Input records =
>> begin

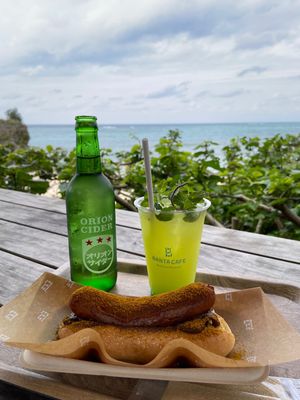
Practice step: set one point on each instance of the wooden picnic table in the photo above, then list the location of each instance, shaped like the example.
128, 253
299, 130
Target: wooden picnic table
33, 240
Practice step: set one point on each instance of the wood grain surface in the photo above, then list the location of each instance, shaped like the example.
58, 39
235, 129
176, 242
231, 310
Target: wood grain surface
33, 239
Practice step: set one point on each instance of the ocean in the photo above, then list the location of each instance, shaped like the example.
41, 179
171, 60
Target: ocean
123, 137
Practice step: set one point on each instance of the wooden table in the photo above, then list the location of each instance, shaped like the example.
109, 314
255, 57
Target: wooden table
33, 239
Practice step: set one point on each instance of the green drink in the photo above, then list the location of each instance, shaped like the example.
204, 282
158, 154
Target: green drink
90, 206
172, 243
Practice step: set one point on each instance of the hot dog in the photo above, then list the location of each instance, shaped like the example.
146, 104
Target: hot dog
140, 345
135, 329
160, 310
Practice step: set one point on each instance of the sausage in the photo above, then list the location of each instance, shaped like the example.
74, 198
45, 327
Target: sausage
140, 345
159, 310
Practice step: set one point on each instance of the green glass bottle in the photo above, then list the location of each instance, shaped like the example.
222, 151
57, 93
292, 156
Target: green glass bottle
90, 206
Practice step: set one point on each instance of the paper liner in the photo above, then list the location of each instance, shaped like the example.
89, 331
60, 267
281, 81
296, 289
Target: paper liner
263, 336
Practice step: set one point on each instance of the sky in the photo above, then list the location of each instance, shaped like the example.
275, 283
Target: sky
150, 61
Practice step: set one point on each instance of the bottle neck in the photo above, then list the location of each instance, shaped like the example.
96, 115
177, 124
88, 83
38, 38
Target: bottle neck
87, 150
86, 165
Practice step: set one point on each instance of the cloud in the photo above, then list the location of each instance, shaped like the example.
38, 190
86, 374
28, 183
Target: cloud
170, 60
252, 70
170, 91
233, 93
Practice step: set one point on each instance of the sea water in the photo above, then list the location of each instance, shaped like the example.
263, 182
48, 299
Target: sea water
123, 137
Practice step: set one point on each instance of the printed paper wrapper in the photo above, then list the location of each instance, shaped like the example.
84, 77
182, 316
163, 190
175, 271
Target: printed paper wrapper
263, 336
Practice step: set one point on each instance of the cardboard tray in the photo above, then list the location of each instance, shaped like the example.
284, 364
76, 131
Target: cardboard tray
233, 376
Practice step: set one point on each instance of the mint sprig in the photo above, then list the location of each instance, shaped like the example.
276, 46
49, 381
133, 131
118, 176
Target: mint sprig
182, 196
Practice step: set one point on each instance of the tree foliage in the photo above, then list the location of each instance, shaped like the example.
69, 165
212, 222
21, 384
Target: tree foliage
13, 115
254, 184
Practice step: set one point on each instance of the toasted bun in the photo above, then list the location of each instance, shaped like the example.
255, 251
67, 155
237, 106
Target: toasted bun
140, 345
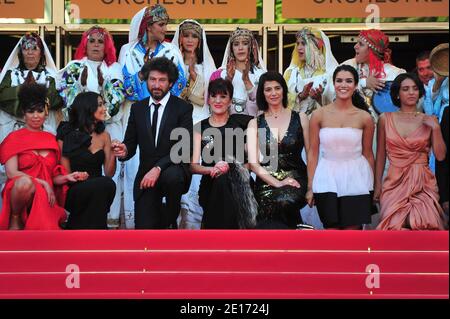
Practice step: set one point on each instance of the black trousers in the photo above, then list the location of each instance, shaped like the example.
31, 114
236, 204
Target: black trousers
149, 211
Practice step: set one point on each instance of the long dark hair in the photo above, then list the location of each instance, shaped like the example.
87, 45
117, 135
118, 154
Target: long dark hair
397, 83
266, 77
357, 100
81, 114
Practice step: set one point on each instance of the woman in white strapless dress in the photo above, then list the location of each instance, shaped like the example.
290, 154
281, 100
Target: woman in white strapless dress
340, 183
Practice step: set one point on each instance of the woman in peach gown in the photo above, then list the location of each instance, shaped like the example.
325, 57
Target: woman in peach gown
409, 194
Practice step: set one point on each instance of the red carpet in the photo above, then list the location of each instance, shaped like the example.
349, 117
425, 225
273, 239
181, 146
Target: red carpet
224, 264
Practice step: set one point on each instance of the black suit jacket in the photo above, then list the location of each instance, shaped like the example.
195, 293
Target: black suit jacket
442, 169
177, 114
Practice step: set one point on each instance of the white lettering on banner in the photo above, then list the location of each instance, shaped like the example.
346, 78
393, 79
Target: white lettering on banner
373, 19
73, 279
373, 279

>> end

What is required = Recast every line of the data above as a Markdown table with the columns No. and Line, numbering the rows and skipping blank lines. Leave the pictures out.

The reply =
| No. | Line |
|---|---|
| 1 | Practice step: set one point on each instance of the wooden picnic table in the photo above, then list the location of each instance, shaped like the example. |
| 2 | 128, 253 |
| 3 | 299, 130 |
| 4 | Target: wooden picnic table |
| 5 | 33, 240 |
| 6 | Practice step: set one point on each instance of the wood grain surface in the photo above, then list the location of each instance, shaped like the example. |
| 7 | 58, 39 |
| 8 | 235, 129 |
| 9 | 176, 242 |
| 10 | 231, 310 |
| 11 | Target: wood grain surface |
| 12 | 33, 239 |
| 13 | Practice step: set one point on each instance of the ocean in the photo above, then list the location of each instance, shaped like the example. |
| 14 | 41, 179 |
| 15 | 171, 60 |
| 16 | Target: ocean |
| 17 | 123, 137 |
| 18 | Practice step: set one point on each instance of the wooden table in the photo above, then list the location of each instance, shaped like the example. |
| 19 | 109, 314 |
| 20 | 255, 57 |
| 21 | Target: wooden table |
| 22 | 33, 239 |
| 23 | Practice step: set one point on each instance of the green drink in the photo above, then list the location of each instance, shaped like the example. |
| 24 | 204, 282 |
| 25 | 158, 154 |
| 26 | Target: green drink |
| 27 | 90, 206 |
| 28 | 172, 243 |
| 29 | Practice step: set one point on each instance of the hot dog in the photo above, then list the location of each instance, shaped like the example. |
| 30 | 146, 104 |
| 31 | Target: hot dog |
| 32 | 140, 345 |
| 33 | 135, 329 |
| 34 | 160, 310 |
| 35 | Practice step: set one point on each instance of the sausage in the photo above, then list the location of each instance, shaped like the example. |
| 36 | 74, 198 |
| 37 | 45, 327 |
| 38 | Target: sausage |
| 39 | 140, 345 |
| 40 | 159, 310 |
| 41 | Practice step: set one point on each instance of the green glass bottle in the photo above, then list the location of each instance, shaped like the example. |
| 42 | 222, 151 |
| 43 | 57, 93 |
| 44 | 292, 156 |
| 45 | Target: green glass bottle |
| 46 | 90, 206 |
| 47 | Practice step: set one point on each instance of the paper liner in the photo above, then list the location of each instance, shaped like the example. |
| 48 | 89, 331 |
| 49 | 60, 267 |
| 50 | 281, 81 |
| 51 | 296, 289 |
| 52 | Target: paper liner |
| 53 | 263, 336 |
| 54 | Practice step: set one point on each instance of the sky in the photo above, then list the location of each instance, shaped like the example. |
| 55 | 275, 283 |
| 56 | Target: sky |
| 57 | 150, 61 |
| 58 | Practice step: set one point on each instance of the bottle neck in the photo above, then list the location of each instance, shaped like the example. |
| 59 | 96, 115 |
| 60 | 177, 124 |
| 61 | 88, 83 |
| 62 | 38, 38 |
| 63 | Target: bottle neck |
| 64 | 87, 150 |
| 65 | 86, 165 |
| 66 | Practice step: set one point on each instance of the cloud in the photo above, then list the location of each instance, shaped like the example. |
| 67 | 38, 190 |
| 68 | 86, 374 |
| 69 | 28, 183 |
| 70 | Target: cloud |
| 71 | 170, 60 |
| 72 | 252, 70 |
| 73 | 170, 91 |
| 74 | 233, 93 |
| 75 | Practice step: set one point on each instance of the sea water in the photo above, then list the location of each instance, shaped like the example. |
| 76 | 263, 182 |
| 77 | 48, 299 |
| 78 | Target: sea water |
| 79 | 123, 137 |
| 80 | Practice step: set one point on each instance of the printed paper wrapper in the photo above, then list the location of each instance, shaped like the example. |
| 81 | 84, 77 |
| 82 | 182, 316 |
| 83 | 163, 190 |
| 84 | 175, 271 |
| 85 | Target: printed paper wrapper |
| 86 | 263, 336 |
| 87 | Practice step: set one point on each instance of the cardboard tray in the photo above, then list the location of each instance, shaped like the example. |
| 88 | 284, 364 |
| 89 | 76, 131 |
| 90 | Target: cardboard tray |
| 91 | 233, 376 |
| 92 | Practice step: set one point on each instance of the mint sprig in the photo above, then list the location of each instance, shaped like the example. |
| 93 | 276, 46 |
| 94 | 49, 381 |
| 95 | 133, 131 |
| 96 | 118, 176 |
| 97 | Target: mint sprig |
| 98 | 182, 196 |
| 99 | Practice step: set one point on each instance of the tree foliage in the photo above, then list the location of each instance, shaped like the example. |
| 100 | 69, 165 |
| 101 | 212, 222 |
| 102 | 21, 384 |
| 103 | Target: tree foliage |
| 104 | 13, 115 |
| 105 | 254, 184 |
| 106 | Practice step: set one point on each instance of the toasted bun in the photo above, then list the location of each instance, shaped like the example. |
| 107 | 255, 251 |
| 108 | 67, 155 |
| 109 | 237, 106 |
| 110 | Target: toasted bun |
| 111 | 140, 345 |
| 112 | Practice step: set one point on each instance of the black trousers in the photo above, then list the location of each instance, shaped like the example. |
| 113 | 31, 114 |
| 114 | 236, 204 |
| 115 | Target: black trousers |
| 116 | 149, 211 |
| 117 | Practice step: set one point on each instance of the long dark hair in the photo above, then list the location of each instance, shaped like the example. |
| 118 | 87, 45 |
| 119 | 117, 135 |
| 120 | 118, 154 |
| 121 | Target: long dark hair |
| 122 | 397, 83 |
| 123 | 266, 77 |
| 124 | 357, 100 |
| 125 | 81, 114 |
| 126 | Practice step: set one point on each instance of the woman in white strapless dress in the photo above, then list the location of each instance, shaped like the example. |
| 127 | 290, 154 |
| 128 | 281, 100 |
| 129 | Target: woman in white strapless dress |
| 130 | 340, 183 |
| 131 | Practice step: set one point on each instance of the woman in peach gown in the photo above, then list the location of each instance, shaped like the example. |
| 132 | 325, 57 |
| 133 | Target: woman in peach gown |
| 134 | 409, 194 |
| 135 | Practice step: set one point on each instance of the red carpet in the photo above, then list the location of each instance, shaped like the example. |
| 136 | 349, 117 |
| 137 | 425, 225 |
| 138 | 273, 239 |
| 139 | 181, 146 |
| 140 | Target: red carpet |
| 141 | 224, 264 |
| 142 | Practice step: set one point on each instance of the black suit jacket in the photo above, then list the location of each instance, shaped like the example. |
| 143 | 195, 293 |
| 144 | Target: black suit jacket |
| 145 | 442, 169 |
| 146 | 177, 114 |
| 147 | Practice step: set one point on each instance of the white lettering on banner in the photo above, then list the location of each instance, shaped like the example. |
| 148 | 346, 78 |
| 149 | 393, 79 |
| 150 | Target: white lettering on banner |
| 151 | 373, 19 |
| 152 | 73, 279 |
| 153 | 373, 279 |